(Records supplied Opens)

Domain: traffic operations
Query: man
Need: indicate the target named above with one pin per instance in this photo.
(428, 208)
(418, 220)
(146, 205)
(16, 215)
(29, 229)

(Records supplied Closes)

#### [Task statement]
Each record must be restated word for word, including the last line.

#### [Solution to the exercise]
Domain: traffic operations
Query: man
Need: indicate the target named above with one pin per instance in this photo.
(428, 208)
(418, 220)
(146, 205)
(16, 215)
(29, 229)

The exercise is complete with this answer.